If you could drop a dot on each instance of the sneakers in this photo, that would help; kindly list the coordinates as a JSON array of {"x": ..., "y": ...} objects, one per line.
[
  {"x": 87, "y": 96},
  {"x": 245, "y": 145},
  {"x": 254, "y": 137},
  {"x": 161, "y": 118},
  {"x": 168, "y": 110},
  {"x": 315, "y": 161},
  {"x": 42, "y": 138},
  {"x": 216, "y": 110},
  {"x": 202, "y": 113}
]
○ ○ ○
● BRIEF:
The records above must be repeated exactly, in their entirety.

● RESPONSE AREA:
If you could drop a dot on each instance of the sneakers in this photo, that would help; kindly list the coordinates as a JSON array of {"x": ..., "y": ...} objects, one per line.
[
  {"x": 87, "y": 96},
  {"x": 245, "y": 145},
  {"x": 254, "y": 137},
  {"x": 161, "y": 118},
  {"x": 168, "y": 110},
  {"x": 315, "y": 161},
  {"x": 42, "y": 138},
  {"x": 216, "y": 110},
  {"x": 202, "y": 113}
]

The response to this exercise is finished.